THE PROBLEM:
All records below are to be repeated precisely, with nothing added.

RECORDS SHOWN:
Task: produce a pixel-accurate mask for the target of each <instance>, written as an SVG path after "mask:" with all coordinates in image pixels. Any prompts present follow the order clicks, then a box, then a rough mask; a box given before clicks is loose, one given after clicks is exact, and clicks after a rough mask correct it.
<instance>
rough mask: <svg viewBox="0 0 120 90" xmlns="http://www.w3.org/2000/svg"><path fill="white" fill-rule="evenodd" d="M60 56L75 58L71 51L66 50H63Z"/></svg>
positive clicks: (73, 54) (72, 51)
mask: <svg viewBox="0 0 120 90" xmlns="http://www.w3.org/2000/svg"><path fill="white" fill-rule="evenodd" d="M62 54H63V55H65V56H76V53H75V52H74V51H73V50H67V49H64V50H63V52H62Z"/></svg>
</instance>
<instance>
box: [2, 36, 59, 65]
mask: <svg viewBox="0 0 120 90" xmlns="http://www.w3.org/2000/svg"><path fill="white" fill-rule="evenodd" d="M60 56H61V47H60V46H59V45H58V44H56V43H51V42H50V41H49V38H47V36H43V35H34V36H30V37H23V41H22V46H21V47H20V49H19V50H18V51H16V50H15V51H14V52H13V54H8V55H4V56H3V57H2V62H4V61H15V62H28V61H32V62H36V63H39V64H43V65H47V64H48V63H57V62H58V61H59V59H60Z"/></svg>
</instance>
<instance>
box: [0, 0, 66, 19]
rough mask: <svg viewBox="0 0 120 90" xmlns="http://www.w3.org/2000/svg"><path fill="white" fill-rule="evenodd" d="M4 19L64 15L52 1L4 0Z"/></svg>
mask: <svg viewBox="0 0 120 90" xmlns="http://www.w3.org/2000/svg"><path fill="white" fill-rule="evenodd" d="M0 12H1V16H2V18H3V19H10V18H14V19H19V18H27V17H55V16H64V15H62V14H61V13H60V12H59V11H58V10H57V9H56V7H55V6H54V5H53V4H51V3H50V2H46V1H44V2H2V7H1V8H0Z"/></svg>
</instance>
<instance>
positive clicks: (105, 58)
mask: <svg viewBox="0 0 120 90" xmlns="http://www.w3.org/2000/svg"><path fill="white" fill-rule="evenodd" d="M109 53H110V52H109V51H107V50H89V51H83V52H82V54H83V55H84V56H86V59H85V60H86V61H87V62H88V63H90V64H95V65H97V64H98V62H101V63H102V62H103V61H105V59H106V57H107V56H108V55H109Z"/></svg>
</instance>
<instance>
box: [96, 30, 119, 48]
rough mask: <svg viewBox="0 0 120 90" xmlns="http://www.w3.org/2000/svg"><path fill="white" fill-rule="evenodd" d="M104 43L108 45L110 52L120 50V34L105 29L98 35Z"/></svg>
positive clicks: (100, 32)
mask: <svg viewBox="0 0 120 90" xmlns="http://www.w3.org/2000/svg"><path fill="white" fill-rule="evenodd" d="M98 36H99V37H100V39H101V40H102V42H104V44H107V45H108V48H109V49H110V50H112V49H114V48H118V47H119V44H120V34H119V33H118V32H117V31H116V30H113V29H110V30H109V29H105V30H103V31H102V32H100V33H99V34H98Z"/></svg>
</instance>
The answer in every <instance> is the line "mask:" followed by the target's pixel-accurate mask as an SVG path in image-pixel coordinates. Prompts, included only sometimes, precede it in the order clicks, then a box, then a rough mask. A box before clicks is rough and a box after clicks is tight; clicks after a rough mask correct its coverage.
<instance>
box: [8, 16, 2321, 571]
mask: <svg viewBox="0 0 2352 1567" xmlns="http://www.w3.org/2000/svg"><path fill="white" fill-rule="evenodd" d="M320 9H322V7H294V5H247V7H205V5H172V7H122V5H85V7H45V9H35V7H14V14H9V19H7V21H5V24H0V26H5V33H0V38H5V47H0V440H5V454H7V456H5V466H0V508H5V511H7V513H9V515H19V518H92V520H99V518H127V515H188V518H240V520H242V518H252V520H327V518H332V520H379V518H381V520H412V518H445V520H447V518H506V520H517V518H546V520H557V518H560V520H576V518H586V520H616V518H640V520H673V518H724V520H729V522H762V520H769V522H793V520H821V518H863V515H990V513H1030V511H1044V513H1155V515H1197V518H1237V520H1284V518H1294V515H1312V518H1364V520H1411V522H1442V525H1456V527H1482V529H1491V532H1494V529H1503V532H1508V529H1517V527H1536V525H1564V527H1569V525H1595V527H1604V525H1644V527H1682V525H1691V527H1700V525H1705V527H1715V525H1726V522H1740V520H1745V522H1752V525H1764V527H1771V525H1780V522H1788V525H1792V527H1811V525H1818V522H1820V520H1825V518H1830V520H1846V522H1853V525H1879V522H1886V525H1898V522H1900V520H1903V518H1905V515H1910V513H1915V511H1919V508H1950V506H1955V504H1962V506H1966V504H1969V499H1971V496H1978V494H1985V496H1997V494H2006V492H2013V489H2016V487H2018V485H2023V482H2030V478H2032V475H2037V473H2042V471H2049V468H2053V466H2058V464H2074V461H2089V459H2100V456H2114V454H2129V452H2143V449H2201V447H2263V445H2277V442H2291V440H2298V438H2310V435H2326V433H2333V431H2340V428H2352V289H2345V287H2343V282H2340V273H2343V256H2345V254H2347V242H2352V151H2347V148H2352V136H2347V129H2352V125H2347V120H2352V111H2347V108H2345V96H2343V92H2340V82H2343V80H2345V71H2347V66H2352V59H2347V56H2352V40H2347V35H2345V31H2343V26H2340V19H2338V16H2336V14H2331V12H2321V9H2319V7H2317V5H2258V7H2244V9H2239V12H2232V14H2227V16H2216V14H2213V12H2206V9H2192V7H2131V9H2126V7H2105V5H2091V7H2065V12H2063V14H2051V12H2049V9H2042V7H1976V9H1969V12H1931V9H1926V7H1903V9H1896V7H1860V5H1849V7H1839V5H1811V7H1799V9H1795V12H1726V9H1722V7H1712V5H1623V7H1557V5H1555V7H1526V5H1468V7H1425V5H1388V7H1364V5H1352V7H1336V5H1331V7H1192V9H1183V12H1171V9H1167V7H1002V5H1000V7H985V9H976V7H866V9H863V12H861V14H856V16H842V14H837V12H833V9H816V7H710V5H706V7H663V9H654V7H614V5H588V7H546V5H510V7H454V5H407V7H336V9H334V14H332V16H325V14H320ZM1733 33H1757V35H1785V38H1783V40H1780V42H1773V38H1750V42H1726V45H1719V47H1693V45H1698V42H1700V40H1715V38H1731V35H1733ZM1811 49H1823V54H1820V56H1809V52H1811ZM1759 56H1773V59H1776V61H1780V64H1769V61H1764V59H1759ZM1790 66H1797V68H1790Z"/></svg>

SOLUTION TO THE PROBLEM:
Task: produce a pixel-accurate mask for the target of each <instance>, written as an SVG path after "mask:" with all coordinates in image pixels. Any prompts present follow the order clicks, then a box, then a rough mask; a box given before clicks is loose, one given after clicks is exact, and clicks after a rough mask correct it.
<instance>
rough mask: <svg viewBox="0 0 120 90" xmlns="http://www.w3.org/2000/svg"><path fill="white" fill-rule="evenodd" d="M60 56L75 58L71 51L66 50H63Z"/></svg>
positive clicks: (73, 54) (72, 51)
mask: <svg viewBox="0 0 120 90" xmlns="http://www.w3.org/2000/svg"><path fill="white" fill-rule="evenodd" d="M62 54H63V55H65V56H76V53H75V52H74V51H73V50H67V49H64V50H63V52H62Z"/></svg>
</instance>
<instance>
box: [2, 36, 59, 65]
mask: <svg viewBox="0 0 120 90" xmlns="http://www.w3.org/2000/svg"><path fill="white" fill-rule="evenodd" d="M60 56H61V47H60V46H59V45H58V44H56V43H51V42H50V41H49V38H47V36H43V35H34V36H30V37H23V41H22V46H21V47H20V49H19V50H18V51H16V50H15V51H14V52H13V54H8V55H4V56H3V57H2V62H4V61H15V62H28V61H32V62H36V63H39V64H43V65H47V64H48V63H57V62H58V61H59V59H60Z"/></svg>
</instance>
<instance>
box: [0, 0, 66, 19]
rough mask: <svg viewBox="0 0 120 90" xmlns="http://www.w3.org/2000/svg"><path fill="white" fill-rule="evenodd" d="M4 19L64 15L52 1L4 0Z"/></svg>
mask: <svg viewBox="0 0 120 90" xmlns="http://www.w3.org/2000/svg"><path fill="white" fill-rule="evenodd" d="M0 12H1V16H2V18H3V19H10V18H14V19H19V18H27V17H55V16H64V15H62V14H61V13H60V12H59V11H58V10H57V9H56V7H55V6H54V5H53V4H51V3H50V2H46V1H44V2H2V7H1V8H0Z"/></svg>
</instance>
<instance>
positive clicks: (105, 58)
mask: <svg viewBox="0 0 120 90" xmlns="http://www.w3.org/2000/svg"><path fill="white" fill-rule="evenodd" d="M109 53H110V52H109V51H107V50H89V51H83V52H82V54H83V55H84V56H86V59H85V60H86V61H87V62H88V63H90V64H95V65H97V64H98V62H101V63H102V62H103V61H105V59H106V57H107V56H108V55H109Z"/></svg>
</instance>
<instance>
box: [96, 30, 119, 48]
rough mask: <svg viewBox="0 0 120 90" xmlns="http://www.w3.org/2000/svg"><path fill="white" fill-rule="evenodd" d="M104 43L108 45L110 52L120 50V34L105 29L98 35Z"/></svg>
positive clicks: (100, 32)
mask: <svg viewBox="0 0 120 90" xmlns="http://www.w3.org/2000/svg"><path fill="white" fill-rule="evenodd" d="M98 36H99V37H100V39H101V40H102V42H104V44H107V45H108V48H109V49H110V50H112V49H114V48H118V47H119V44H120V34H119V33H118V32H117V31H116V30H113V29H110V30H109V29H105V30H103V31H102V32H100V33H99V34H98Z"/></svg>
</instance>
The answer in every <instance> is the line "mask:" followed by the target's pixel-accurate mask as an SVG path in image-pixel coordinates. Prompts, included only sometimes, precede it in the order clicks, then a box, then a rough mask. A box before clicks is rough and a box after clicks is tight; clicks after a rough mask correct its coverage.
<instance>
box: [8, 16, 2321, 571]
mask: <svg viewBox="0 0 2352 1567" xmlns="http://www.w3.org/2000/svg"><path fill="white" fill-rule="evenodd" d="M320 9H322V7H294V5H247V7H205V5H172V7H122V5H85V7H45V9H35V7H14V14H9V19H7V21H5V24H0V26H5V33H0V38H5V47H0V440H5V454H7V456H5V466H0V508H5V511H7V513H9V515H19V518H92V520H99V518H127V515H188V518H240V520H242V518H252V520H327V518H332V520H379V518H381V520H412V518H445V520H447V518H506V520H517V518H546V520H557V518H560V520H576V518H586V520H616V518H640V520H673V518H724V520H729V522H762V520H769V522H793V520H821V518H863V515H990V513H1030V511H1044V513H1155V515H1197V518H1237V520H1284V518H1294V515H1312V518H1364V520H1411V522H1442V525H1456V527H1482V529H1491V532H1494V529H1503V532H1508V529H1517V527H1536V525H1564V527H1569V525H1595V527H1604V525H1644V527H1682V525H1691V527H1700V525H1705V527H1715V525H1726V522H1740V520H1745V522H1752V525H1764V527H1771V525H1780V522H1788V525H1792V527H1811V525H1818V522H1820V520H1825V518H1830V520H1846V522H1853V525H1879V522H1886V525H1898V522H1900V520H1903V518H1905V515H1910V513H1915V511H1919V508H1950V506H1955V504H1962V506H1966V504H1969V499H1971V496H1978V494H1985V496H1997V494H2006V492H2013V489H2016V487H2018V485H2023V482H2030V478H2032V475H2037V473H2042V471H2049V468H2053V466H2058V464H2074V461H2089V459H2100V456H2114V454H2129V452H2143V449H2201V447H2263V445H2277V442H2291V440H2298V438H2310V435H2326V433H2333V431H2340V428H2352V289H2345V287H2343V282H2340V273H2343V256H2345V254H2347V242H2352V151H2347V148H2352V136H2347V129H2352V125H2347V120H2352V111H2347V108H2345V96H2343V92H2340V82H2343V80H2345V71H2347V66H2352V59H2347V56H2352V40H2347V35H2345V31H2343V26H2340V19H2338V16H2336V14H2331V12H2321V9H2319V7H2317V5H2258V7H2244V9H2239V12H2232V14H2227V16H2216V14H2213V12H2206V9H2192V7H2131V9H2126V7H2105V5H2091V7H2065V12H2063V14H2051V12H2049V9H2042V7H1976V9H1969V12H1931V9H1926V7H1903V9H1896V7H1860V5H1849V7H1839V5H1811V7H1799V9H1795V12H1726V9H1722V7H1712V5H1623V7H1557V5H1555V7H1526V5H1468V7H1425V5H1388V7H1364V5H1352V7H1336V5H1331V7H1192V9H1183V12H1171V9H1167V7H1002V5H1000V7H985V9H976V7H866V9H863V12H861V14H856V16H842V14H837V12H833V9H816V7H710V5H706V7H663V9H654V7H614V5H588V7H546V5H510V7H454V5H407V7H336V9H334V14H332V16H325V14H320ZM1733 33H1757V35H1785V38H1783V40H1780V42H1773V38H1750V42H1726V45H1719V47H1693V45H1698V42H1700V40H1715V38H1731V35H1733ZM1811 49H1823V54H1820V56H1809V52H1811ZM1759 56H1773V59H1776V61H1780V64H1769V61H1764V59H1759ZM1790 66H1797V68H1790Z"/></svg>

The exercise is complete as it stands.